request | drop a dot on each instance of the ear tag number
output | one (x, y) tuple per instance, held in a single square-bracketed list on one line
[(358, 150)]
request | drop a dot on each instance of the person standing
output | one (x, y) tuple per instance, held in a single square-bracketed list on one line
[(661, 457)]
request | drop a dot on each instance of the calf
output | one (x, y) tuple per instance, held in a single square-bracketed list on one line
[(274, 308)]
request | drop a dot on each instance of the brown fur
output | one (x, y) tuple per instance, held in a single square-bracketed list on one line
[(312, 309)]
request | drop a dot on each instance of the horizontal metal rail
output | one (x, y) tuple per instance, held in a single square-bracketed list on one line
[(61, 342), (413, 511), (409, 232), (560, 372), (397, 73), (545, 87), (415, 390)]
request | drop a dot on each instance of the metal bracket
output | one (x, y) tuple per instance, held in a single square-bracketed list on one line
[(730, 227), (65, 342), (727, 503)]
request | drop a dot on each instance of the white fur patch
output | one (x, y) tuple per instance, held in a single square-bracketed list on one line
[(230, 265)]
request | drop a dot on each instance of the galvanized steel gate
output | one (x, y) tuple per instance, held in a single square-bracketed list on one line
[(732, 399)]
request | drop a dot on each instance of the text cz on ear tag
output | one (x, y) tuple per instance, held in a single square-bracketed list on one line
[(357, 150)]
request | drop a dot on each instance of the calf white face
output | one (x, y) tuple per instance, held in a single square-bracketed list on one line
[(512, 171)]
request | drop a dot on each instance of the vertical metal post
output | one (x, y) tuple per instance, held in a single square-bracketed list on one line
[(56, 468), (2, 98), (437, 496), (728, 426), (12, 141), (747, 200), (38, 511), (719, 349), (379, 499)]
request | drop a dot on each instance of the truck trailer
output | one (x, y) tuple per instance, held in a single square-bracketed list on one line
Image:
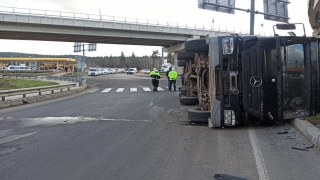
[(235, 79)]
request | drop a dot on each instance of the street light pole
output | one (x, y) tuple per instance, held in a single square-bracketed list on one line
[(252, 17)]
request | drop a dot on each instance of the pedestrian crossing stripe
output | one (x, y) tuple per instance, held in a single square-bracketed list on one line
[(94, 90), (134, 89), (120, 90), (107, 90), (146, 89)]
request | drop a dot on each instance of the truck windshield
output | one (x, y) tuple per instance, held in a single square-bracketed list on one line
[(294, 80)]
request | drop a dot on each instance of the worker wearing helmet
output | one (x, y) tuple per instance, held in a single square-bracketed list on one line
[(155, 75), (173, 77)]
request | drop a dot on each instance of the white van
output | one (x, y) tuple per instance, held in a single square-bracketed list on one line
[(18, 68), (93, 72)]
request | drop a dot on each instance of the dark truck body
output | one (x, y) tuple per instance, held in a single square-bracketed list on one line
[(263, 79)]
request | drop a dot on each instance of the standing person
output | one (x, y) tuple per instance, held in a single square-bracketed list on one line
[(182, 77), (167, 74), (173, 77), (155, 75)]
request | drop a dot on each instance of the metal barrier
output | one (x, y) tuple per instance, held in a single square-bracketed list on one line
[(73, 79), (25, 91), (81, 81), (14, 11), (21, 76)]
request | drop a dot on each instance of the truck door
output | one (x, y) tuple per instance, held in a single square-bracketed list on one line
[(253, 78)]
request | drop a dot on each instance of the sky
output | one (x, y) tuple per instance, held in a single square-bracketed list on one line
[(173, 11)]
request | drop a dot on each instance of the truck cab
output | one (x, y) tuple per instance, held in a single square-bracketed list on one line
[(242, 79)]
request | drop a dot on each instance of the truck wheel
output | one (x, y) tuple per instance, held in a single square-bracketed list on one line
[(196, 115), (196, 45), (181, 87), (185, 55), (181, 63), (189, 100), (183, 91)]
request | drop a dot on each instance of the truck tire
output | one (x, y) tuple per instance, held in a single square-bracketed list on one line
[(181, 87), (183, 91), (197, 45), (181, 63), (196, 115), (189, 100), (185, 55)]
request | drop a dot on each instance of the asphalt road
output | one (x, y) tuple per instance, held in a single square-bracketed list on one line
[(140, 135)]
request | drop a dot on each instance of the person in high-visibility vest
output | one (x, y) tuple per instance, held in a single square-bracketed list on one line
[(173, 78), (155, 75)]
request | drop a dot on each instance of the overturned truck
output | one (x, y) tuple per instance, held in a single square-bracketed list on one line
[(234, 80)]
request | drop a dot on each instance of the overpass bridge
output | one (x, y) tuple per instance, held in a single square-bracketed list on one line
[(44, 25)]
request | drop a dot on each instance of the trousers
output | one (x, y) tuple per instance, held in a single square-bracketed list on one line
[(155, 84), (174, 85)]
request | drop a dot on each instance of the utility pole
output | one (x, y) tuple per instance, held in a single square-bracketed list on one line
[(252, 17)]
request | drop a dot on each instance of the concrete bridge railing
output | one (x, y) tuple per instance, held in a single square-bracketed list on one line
[(195, 29)]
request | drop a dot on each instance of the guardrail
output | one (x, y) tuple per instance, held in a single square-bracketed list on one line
[(73, 79), (25, 91), (115, 19), (22, 76)]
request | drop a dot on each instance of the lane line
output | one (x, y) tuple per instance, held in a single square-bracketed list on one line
[(14, 137), (146, 89), (133, 89), (94, 90), (120, 90), (261, 166), (107, 90)]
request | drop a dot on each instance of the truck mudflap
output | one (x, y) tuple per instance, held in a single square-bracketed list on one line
[(253, 80)]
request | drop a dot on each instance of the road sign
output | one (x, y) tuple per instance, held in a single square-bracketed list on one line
[(226, 6), (276, 10)]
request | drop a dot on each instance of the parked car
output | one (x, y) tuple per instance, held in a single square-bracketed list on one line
[(93, 72), (105, 71), (18, 68), (145, 71), (131, 71)]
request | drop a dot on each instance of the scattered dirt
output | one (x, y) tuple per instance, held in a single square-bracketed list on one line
[(178, 115), (6, 85), (315, 122)]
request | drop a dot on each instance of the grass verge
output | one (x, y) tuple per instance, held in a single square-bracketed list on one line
[(75, 74), (6, 83)]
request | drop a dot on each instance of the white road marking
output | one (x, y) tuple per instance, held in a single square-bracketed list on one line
[(146, 89), (14, 137), (120, 90), (133, 89), (261, 166), (106, 90), (94, 90)]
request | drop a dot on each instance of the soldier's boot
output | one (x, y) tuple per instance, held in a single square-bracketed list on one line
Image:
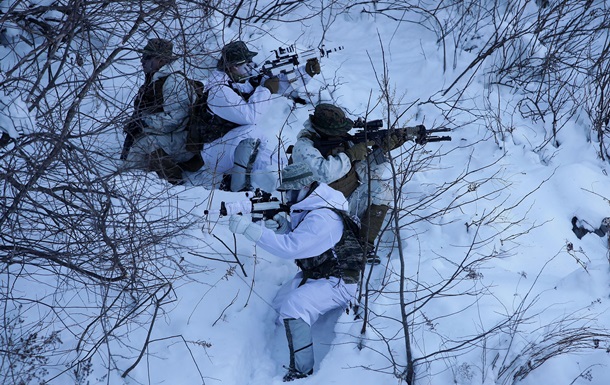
[(371, 223), (165, 167), (245, 155), (300, 345)]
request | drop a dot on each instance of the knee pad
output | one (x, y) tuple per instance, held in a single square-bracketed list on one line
[(244, 157)]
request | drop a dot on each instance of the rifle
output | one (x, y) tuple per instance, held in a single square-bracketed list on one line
[(373, 131), (287, 59), (261, 206)]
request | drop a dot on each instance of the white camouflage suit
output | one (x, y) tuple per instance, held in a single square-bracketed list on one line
[(226, 103), (167, 129), (314, 229), (332, 168)]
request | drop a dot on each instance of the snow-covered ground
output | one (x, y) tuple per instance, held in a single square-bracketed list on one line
[(484, 223)]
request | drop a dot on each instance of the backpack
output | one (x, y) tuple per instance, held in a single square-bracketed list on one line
[(345, 260)]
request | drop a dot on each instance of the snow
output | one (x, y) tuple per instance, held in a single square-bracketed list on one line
[(497, 199)]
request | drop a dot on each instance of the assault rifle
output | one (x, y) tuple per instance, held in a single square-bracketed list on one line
[(372, 131), (261, 206), (287, 59)]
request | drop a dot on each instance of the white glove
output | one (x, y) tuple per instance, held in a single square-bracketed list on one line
[(243, 207), (279, 224), (240, 224)]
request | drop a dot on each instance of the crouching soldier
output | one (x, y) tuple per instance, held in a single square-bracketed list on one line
[(345, 168), (322, 239), (234, 143), (157, 134)]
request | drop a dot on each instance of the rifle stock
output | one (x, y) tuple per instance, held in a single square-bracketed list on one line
[(261, 206)]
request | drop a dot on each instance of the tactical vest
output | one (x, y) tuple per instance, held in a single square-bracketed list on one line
[(348, 183), (345, 260)]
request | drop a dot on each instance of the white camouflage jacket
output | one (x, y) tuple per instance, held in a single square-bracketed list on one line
[(328, 169), (166, 129), (315, 227)]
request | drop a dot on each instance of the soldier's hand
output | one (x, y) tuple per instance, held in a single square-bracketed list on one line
[(312, 67), (279, 224), (420, 138), (358, 151), (392, 141), (272, 84)]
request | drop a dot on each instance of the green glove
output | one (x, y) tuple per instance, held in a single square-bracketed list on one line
[(358, 151), (312, 67)]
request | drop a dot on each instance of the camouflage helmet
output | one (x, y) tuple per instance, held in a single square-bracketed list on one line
[(295, 176), (330, 120), (158, 48), (233, 53)]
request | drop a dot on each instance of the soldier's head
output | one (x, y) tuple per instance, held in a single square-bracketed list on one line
[(157, 53), (298, 181), (236, 60), (330, 120)]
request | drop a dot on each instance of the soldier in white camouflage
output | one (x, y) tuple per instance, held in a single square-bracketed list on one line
[(237, 100)]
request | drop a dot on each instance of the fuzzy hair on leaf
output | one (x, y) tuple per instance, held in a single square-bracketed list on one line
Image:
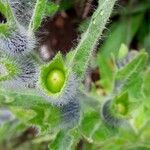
[(67, 94), (23, 10), (27, 74), (18, 43), (70, 113), (109, 118)]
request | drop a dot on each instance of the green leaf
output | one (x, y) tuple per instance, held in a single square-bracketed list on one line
[(63, 141), (32, 109), (89, 39), (92, 129), (135, 66), (51, 9)]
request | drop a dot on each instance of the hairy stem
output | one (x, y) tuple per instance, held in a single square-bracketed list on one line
[(90, 38), (37, 15)]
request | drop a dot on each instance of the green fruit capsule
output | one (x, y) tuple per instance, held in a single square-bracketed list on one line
[(53, 76), (55, 80)]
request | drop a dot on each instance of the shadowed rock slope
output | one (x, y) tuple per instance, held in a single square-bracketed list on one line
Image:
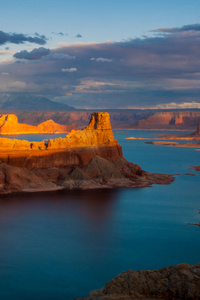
[(9, 125), (88, 158), (175, 282)]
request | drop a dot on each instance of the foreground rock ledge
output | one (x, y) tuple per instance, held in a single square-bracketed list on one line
[(90, 158), (175, 282)]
● ● ● ●
Copy out, character for character, the lines of the items from the line with "request | drop a dot on each instance of the asphalt" to the line with "[(140, 135)]", including both of those lines.

FULL OUTPUT:
request | drop a dot on each instance of the asphalt road
output | one (x, y) tuple per instance, held in a single square-bracketed list on one line
[(140, 135)]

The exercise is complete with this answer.